Records from a collection:
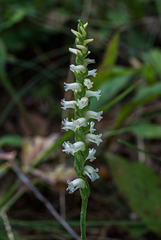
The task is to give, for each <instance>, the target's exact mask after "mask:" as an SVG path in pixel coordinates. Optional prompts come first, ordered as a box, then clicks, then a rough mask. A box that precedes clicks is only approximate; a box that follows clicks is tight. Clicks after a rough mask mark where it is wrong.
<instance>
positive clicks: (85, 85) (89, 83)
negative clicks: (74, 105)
mask: <svg viewBox="0 0 161 240" xmlns="http://www.w3.org/2000/svg"><path fill="white" fill-rule="evenodd" d="M84 85H85V86H86V87H87V88H88V89H90V88H92V87H93V82H91V80H90V79H89V78H85V79H84Z"/></svg>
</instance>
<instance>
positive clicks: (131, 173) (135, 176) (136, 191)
mask: <svg viewBox="0 0 161 240" xmlns="http://www.w3.org/2000/svg"><path fill="white" fill-rule="evenodd" d="M106 157H107V161H108V163H109V165H110V169H111V172H112V174H113V177H114V179H115V182H116V185H117V187H118V188H119V190H120V191H121V192H122V193H123V195H124V197H125V198H126V199H127V201H128V203H129V205H130V207H131V208H132V209H133V211H135V212H136V213H137V215H138V216H139V217H141V218H142V219H143V220H145V221H154V224H153V223H151V224H148V223H147V224H148V227H149V228H150V229H151V230H152V231H154V232H156V233H161V226H160V225H159V224H155V221H158V220H160V219H161V201H160V199H161V189H160V184H161V181H160V179H159V178H158V176H156V174H155V173H154V171H153V170H152V169H150V168H149V167H148V166H146V165H143V164H141V163H129V162H128V161H127V160H125V159H124V158H121V157H119V156H116V155H112V154H107V155H106Z"/></svg>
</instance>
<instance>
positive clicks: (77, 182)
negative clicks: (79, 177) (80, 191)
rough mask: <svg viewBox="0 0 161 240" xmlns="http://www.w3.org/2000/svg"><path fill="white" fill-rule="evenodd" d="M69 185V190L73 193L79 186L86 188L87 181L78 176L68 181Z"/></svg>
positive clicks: (68, 184)
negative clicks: (69, 180)
mask: <svg viewBox="0 0 161 240" xmlns="http://www.w3.org/2000/svg"><path fill="white" fill-rule="evenodd" d="M67 184H68V187H67V189H66V190H67V191H69V193H73V192H75V191H76V190H77V189H79V188H85V186H86V183H85V181H84V180H83V179H82V178H76V179H74V180H73V181H69V180H68V181H67Z"/></svg>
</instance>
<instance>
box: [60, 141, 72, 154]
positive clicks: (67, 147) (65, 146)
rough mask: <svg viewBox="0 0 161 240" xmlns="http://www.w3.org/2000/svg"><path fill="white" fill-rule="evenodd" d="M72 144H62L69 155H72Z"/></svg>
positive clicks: (62, 150) (65, 143)
mask: <svg viewBox="0 0 161 240" xmlns="http://www.w3.org/2000/svg"><path fill="white" fill-rule="evenodd" d="M72 145H73V144H72V143H70V142H69V141H67V142H64V143H63V144H62V146H63V148H64V149H63V150H62V151H63V152H66V153H67V154H69V153H72Z"/></svg>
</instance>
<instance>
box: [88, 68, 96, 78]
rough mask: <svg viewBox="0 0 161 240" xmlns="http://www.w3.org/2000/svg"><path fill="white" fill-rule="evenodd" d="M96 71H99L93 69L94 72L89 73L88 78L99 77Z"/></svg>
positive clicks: (93, 71)
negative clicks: (95, 76) (97, 74)
mask: <svg viewBox="0 0 161 240" xmlns="http://www.w3.org/2000/svg"><path fill="white" fill-rule="evenodd" d="M96 71H97V69H93V70H90V71H88V76H93V77H95V76H96V75H97V73H96Z"/></svg>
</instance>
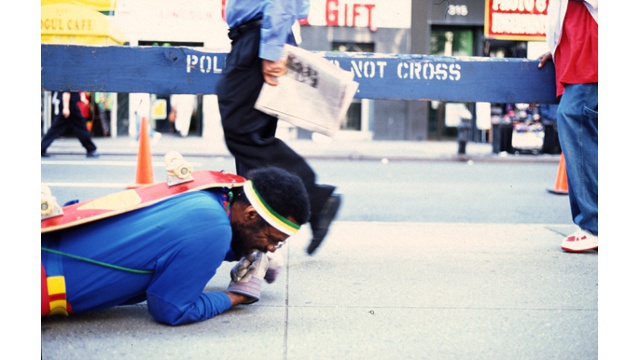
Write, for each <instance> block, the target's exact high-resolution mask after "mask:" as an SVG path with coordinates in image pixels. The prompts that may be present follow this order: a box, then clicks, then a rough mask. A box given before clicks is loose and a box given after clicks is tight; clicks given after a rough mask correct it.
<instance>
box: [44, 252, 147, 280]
mask: <svg viewBox="0 0 640 360" xmlns="http://www.w3.org/2000/svg"><path fill="white" fill-rule="evenodd" d="M40 249H41V250H42V251H46V252H50V253H52V254H57V255H61V256H66V257H68V258H71V259H75V260H80V261H84V262H87V263H90V264H95V265H100V266H104V267H107V268H111V269H116V270H121V271H126V272H130V273H134V274H153V270H138V269H131V268H127V267H124V266H118V265H113V264H107V263H105V262H102V261H96V260H91V259H88V258H85V257H82V256H76V255H72V254H68V253H65V252H62V251H58V250H53V249H49V248H46V247H40Z"/></svg>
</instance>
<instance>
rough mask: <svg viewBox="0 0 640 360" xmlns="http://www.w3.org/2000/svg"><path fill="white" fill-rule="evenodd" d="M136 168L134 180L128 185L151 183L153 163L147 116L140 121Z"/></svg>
mask: <svg viewBox="0 0 640 360" xmlns="http://www.w3.org/2000/svg"><path fill="white" fill-rule="evenodd" d="M138 141H139V144H140V146H139V149H138V168H137V170H136V182H135V183H134V184H131V185H129V186H128V187H129V188H130V189H131V188H136V187H140V186H143V185H147V184H153V164H152V157H151V146H150V145H149V124H148V123H147V118H145V117H143V118H142V120H141V121H140V135H139V136H138Z"/></svg>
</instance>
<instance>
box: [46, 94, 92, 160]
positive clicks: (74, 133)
mask: <svg viewBox="0 0 640 360" xmlns="http://www.w3.org/2000/svg"><path fill="white" fill-rule="evenodd" d="M69 111H70V113H69V117H68V118H65V117H64V115H62V112H60V113H59V114H58V115H57V116H56V117H55V119H54V120H53V124H51V127H50V128H49V130H48V131H47V133H46V134H44V136H43V137H42V141H40V153H41V154H44V153H45V152H47V149H48V148H49V146H50V145H51V143H53V141H54V140H55V139H57V138H59V137H61V136H63V135H65V134H66V133H67V132H68V131H69V130H71V132H72V133H73V135H75V137H77V138H78V140H80V143H81V144H82V146H83V147H84V148H85V149H86V150H87V152H88V153H89V152H93V151H96V149H97V147H96V145H95V144H94V143H93V141H92V140H91V133H90V132H89V130H88V129H87V119H85V118H84V116H82V114H81V113H80V109H79V108H78V106H77V105H76V104H69Z"/></svg>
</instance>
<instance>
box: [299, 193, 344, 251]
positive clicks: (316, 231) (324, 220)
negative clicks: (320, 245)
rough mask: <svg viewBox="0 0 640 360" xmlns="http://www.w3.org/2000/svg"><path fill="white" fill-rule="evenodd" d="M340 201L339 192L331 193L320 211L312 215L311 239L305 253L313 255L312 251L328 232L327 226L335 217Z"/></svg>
mask: <svg viewBox="0 0 640 360" xmlns="http://www.w3.org/2000/svg"><path fill="white" fill-rule="evenodd" d="M341 203H342V196H340V194H333V195H331V196H330V197H329V198H328V199H327V202H325V203H324V206H323V207H322V210H320V213H319V214H317V215H316V216H314V218H313V219H311V231H312V232H313V239H311V242H310V243H309V247H307V254H309V255H313V253H314V252H315V251H316V250H317V249H318V247H319V246H320V244H321V243H322V240H324V238H325V236H327V233H328V232H329V226H330V225H331V222H332V221H333V219H334V218H335V217H336V214H337V213H338V209H339V208H340V204H341Z"/></svg>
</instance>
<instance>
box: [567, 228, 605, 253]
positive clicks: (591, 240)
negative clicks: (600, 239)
mask: <svg viewBox="0 0 640 360" xmlns="http://www.w3.org/2000/svg"><path fill="white" fill-rule="evenodd" d="M560 247H561V248H562V250H564V251H568V252H584V251H590V250H597V249H598V235H593V234H592V233H590V232H589V231H587V230H582V229H579V230H578V231H576V232H574V233H573V234H571V235H569V236H567V237H566V238H565V239H564V240H562V244H561V245H560Z"/></svg>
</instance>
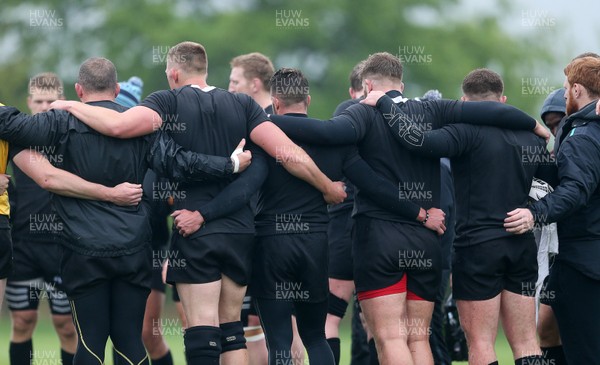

TASK BRIEF: In the entries, some lines may contain the word "each". Give how many do, as a number by itself.

SOLUTION FOR THIS TASK: 2